[BEGIN Given text]

Fitch Affirms Ally Financial at 'BB+'; Outlook Remains Positive.
Today's rating actions have been taken as part of Fitch's periodic peer review of U.S. consumer finance companies, which comprises four publicly rated firms.
KEY RATING DRIVERS - IDRs, VRs, AND SENIOR DEBT
The rating affirmation reflects Ally's strong franchise, leading market position in the U.S. auto finance industry, solid credit quality, diverse funding base, ample liquidity, adequate risk-adjusted capitalization and seasoned management team. Primary rating constraints include weaker profitability and higher usage of wholesale funding sources relative to more highly rated bank peers. Additional rating constraints include Ally's concentrated and cyclical business model and higher pricing sensitivity on internet-sourced deposits during a sustained period of rising interest rates.

[END Given text]

List every factor that the Fitch rating announcement says the rating affirmation reflects.

[BEGIN Excerpted records]

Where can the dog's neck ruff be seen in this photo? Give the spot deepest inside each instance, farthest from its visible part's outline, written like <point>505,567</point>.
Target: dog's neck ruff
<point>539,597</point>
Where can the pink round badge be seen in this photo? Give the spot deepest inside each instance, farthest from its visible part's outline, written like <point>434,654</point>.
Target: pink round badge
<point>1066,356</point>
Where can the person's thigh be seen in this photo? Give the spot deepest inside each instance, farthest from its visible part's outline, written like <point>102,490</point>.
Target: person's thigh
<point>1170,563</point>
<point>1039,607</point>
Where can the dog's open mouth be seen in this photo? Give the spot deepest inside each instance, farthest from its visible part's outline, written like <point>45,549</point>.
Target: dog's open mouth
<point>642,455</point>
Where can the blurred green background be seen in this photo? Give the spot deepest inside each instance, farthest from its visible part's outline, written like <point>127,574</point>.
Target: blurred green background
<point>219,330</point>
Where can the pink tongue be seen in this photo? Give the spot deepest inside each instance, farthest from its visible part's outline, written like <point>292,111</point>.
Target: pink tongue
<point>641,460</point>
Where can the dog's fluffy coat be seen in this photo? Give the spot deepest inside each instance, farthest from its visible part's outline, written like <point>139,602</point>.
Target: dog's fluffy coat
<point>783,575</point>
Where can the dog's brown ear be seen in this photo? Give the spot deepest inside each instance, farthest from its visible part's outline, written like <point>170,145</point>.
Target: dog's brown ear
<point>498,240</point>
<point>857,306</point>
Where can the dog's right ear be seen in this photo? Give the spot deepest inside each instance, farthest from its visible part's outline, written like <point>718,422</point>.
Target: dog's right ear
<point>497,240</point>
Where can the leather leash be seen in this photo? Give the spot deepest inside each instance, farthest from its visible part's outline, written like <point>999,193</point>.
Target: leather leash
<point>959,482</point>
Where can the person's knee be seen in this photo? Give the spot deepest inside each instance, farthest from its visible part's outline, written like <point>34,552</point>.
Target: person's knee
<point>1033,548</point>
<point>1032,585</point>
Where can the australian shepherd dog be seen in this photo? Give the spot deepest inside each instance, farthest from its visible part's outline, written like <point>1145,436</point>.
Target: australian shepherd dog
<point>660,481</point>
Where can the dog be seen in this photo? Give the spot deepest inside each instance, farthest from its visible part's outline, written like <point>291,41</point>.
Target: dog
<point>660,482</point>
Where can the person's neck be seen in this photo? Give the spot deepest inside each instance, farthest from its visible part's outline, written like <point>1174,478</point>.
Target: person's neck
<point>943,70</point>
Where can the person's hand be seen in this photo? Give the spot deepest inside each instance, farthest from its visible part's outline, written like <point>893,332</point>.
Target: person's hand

[END Excerpted records]

> _Solution to the problem_
- Strong franchise
- Leading market position in the U.S. auto finance industry
- Solid credit quality
- Diverse funding base
- Ample liquidity
- Adequate risk-adjusted capitalization
- Seasoned management team